(Dataset records)
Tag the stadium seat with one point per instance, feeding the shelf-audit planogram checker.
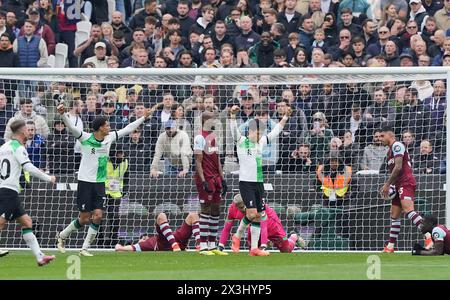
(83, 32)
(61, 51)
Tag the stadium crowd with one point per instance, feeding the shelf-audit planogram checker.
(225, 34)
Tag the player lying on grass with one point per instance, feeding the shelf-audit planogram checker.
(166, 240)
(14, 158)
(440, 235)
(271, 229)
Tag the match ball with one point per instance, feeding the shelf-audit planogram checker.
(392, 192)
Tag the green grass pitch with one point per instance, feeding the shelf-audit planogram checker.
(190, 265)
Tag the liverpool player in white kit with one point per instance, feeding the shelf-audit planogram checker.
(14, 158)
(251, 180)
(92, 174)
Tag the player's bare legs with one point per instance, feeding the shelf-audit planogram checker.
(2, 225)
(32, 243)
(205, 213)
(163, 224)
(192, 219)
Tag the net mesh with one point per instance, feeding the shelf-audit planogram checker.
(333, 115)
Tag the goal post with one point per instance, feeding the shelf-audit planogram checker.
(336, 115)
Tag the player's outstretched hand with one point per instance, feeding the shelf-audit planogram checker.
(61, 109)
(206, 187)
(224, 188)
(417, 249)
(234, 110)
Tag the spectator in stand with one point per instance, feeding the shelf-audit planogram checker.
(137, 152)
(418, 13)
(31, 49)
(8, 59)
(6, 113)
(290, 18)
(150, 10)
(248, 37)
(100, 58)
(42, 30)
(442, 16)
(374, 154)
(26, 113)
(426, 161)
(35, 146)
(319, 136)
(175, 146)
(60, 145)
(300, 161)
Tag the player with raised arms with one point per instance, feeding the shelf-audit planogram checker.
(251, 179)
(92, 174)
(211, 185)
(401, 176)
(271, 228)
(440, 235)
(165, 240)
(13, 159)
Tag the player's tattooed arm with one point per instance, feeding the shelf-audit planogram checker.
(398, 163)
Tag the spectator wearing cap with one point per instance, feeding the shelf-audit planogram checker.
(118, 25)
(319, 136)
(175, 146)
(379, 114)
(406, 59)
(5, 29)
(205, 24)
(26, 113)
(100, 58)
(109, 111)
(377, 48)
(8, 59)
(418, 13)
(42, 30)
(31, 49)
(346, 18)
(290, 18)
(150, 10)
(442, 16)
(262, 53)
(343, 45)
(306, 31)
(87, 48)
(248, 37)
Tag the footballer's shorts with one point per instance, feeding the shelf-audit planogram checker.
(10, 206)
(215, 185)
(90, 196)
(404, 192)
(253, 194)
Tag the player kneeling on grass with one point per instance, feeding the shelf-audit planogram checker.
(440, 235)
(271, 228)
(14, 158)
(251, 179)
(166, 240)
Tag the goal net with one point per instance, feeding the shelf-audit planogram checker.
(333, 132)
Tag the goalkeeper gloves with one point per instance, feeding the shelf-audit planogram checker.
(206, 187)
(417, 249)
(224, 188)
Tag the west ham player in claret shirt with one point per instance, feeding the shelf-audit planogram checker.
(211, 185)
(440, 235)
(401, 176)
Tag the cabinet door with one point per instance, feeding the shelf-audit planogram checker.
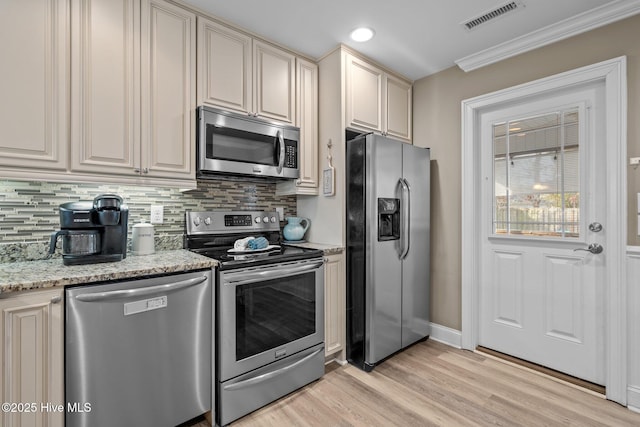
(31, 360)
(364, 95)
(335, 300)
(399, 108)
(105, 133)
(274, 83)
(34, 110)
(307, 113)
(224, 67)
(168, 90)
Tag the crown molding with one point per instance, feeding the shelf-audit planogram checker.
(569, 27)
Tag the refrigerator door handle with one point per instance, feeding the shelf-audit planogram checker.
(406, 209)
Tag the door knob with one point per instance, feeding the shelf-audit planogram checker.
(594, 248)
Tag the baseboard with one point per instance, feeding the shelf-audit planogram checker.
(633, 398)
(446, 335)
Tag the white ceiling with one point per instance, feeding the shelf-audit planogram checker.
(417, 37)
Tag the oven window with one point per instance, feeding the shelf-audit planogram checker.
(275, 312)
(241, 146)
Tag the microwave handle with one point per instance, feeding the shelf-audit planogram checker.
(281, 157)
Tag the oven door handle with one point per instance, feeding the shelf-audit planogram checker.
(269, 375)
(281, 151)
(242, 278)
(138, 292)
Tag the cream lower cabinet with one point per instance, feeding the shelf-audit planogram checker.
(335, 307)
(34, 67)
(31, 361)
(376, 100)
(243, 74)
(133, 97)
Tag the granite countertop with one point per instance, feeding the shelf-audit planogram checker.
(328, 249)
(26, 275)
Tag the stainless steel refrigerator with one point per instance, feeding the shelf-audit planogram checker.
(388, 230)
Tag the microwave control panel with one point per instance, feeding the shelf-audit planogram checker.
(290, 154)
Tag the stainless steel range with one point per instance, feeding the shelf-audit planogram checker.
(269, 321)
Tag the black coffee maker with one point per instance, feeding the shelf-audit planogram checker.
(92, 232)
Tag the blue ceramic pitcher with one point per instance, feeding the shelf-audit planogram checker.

- [Work required]: Would you write out each entry word for word and omit the images?

- [Solution to this task]:
Tag the stadium seat with one point per instance, feeding the shelf-audit planogram checker.
(83, 32)
(61, 51)
Tag the stadium crowd with one point per instance, feeding the shelf-audit planogram checker.
(225, 34)
Tag the player lying on grass with one point per instance, feeding the shelf-audit planogram checker.
(166, 240)
(14, 158)
(440, 235)
(271, 229)
Tag the match ball with one point per instance, feeding the shelf-audit planogram checker.
(392, 192)
Tag the green grass pitch with one point per instance, feeding the shelf-audit planogram checker.
(190, 265)
Tag the liverpool player in white kit with one point per instance, feeding the shelf-audit planogram checker.
(14, 158)
(251, 180)
(92, 174)
Tag the player's bare legs with one point per instance, feeding the shelf-audit planogram checker.
(2, 225)
(32, 243)
(205, 213)
(163, 224)
(192, 219)
Tag the net mesh with one point per instance, feeding the shelf-audit planogram checker.
(333, 115)
Tag the goal post with one point per instance, feeding the shelf-audit planogram checker.
(336, 115)
Tag the player's outstretched hand with one point per instance, feeding the shelf-audit planogram checker.
(61, 109)
(206, 187)
(224, 188)
(417, 249)
(234, 110)
Tag the spectator in stand with one point per instance, feeding the shelf-audit planogram checker.
(137, 152)
(418, 13)
(31, 49)
(8, 59)
(6, 113)
(290, 18)
(150, 10)
(248, 37)
(100, 58)
(42, 30)
(442, 16)
(374, 154)
(26, 113)
(426, 161)
(35, 146)
(319, 136)
(175, 146)
(60, 145)
(300, 161)
Tag the player with raised arms with one point per instance, feeding the shelf-audit planogram checker.
(251, 179)
(92, 174)
(211, 185)
(401, 176)
(271, 228)
(440, 235)
(165, 240)
(13, 159)
Tag the player's tattooed arm with one point per instance, feeding the shelf-audit planogram checker.
(398, 163)
Tag the spectator wearing cap with one point per instance, feeding the shelf-audit planogram checker.
(118, 25)
(319, 136)
(175, 146)
(379, 114)
(406, 59)
(5, 29)
(205, 24)
(26, 113)
(100, 58)
(109, 111)
(377, 48)
(8, 59)
(418, 13)
(42, 30)
(31, 49)
(346, 18)
(290, 18)
(150, 10)
(442, 16)
(262, 53)
(343, 45)
(306, 31)
(87, 48)
(248, 37)
Tag the footballer's shorts with one point per instance, feeding the shelf-audit planogram checker.
(10, 206)
(215, 185)
(90, 196)
(404, 192)
(253, 194)
Tag the player kneeling on grass with one point per instance, feeding the shelf-audit planogram checker.
(440, 235)
(271, 228)
(14, 158)
(251, 179)
(166, 240)
Tag the goal net with one point per instance, feeding the shelf-audit planogram checker.
(333, 132)
Tag the goalkeeper gloves with one point per instance, feeding the shelf-audit planogram checker.
(206, 187)
(417, 249)
(224, 188)
Tag the west ham player in claret shirt with one point per instance, feeding the shelf-audit planogram checker.
(211, 185)
(440, 235)
(401, 176)
Tag the cabinet door with one point per instance, feeding the shelf-audit planogram checker.
(31, 360)
(364, 95)
(335, 300)
(399, 108)
(105, 133)
(274, 83)
(34, 110)
(307, 113)
(224, 67)
(168, 90)
Tag the crown molding with one point per instance, feeding the shelf-audit planogram checker.
(569, 27)
Tag the refrigerator door handle with one point per instance, feeding the shelf-audit planogram checker.
(406, 209)
Tag the door knob with one point per instance, feeding the shelf-audit planogram checker.
(594, 248)
Tag the baseboard with one point per instance, feeding the shelf-audit planogram checker.
(633, 398)
(446, 335)
Tag the white ceiling with one point per instance, feeding the shelf-audit planogram checker.
(417, 37)
Tag the oven window with one point per instance, feeding the shelf-audit planogram checker.
(275, 312)
(241, 146)
Tag the microwave handle with one point per instance, feeding the shelf-audit planogram checker.
(281, 157)
Tag the oven door handle with one point per instance, feeding the shelf-audit planogram checker.
(269, 375)
(281, 151)
(242, 278)
(138, 292)
Tag the cream lower cabinet with one point per instance, feeding the shelf-audit planogram checker.
(335, 307)
(34, 67)
(31, 361)
(376, 100)
(243, 74)
(133, 97)
Tag the granite countertop with one point per instance, feeding the shelf-audit planogram checker.
(328, 249)
(26, 275)
Tag the stainless steel refrigerator with one point per instance, feeding the shelf-audit planogram checker.
(388, 230)
Tag the microwave control panel with one point per instance, feeding the shelf-audit planogram checker.
(290, 154)
Tag the stainless steel range with one point per instance, feeding the shelf-audit planogram checker.
(269, 321)
Tag the black coffee maker with one point per instance, feeding the shelf-audit planogram checker.
(92, 232)
Tag the blue ceramic pitcher with one point per instance, feeding the shelf-audit planogram checker.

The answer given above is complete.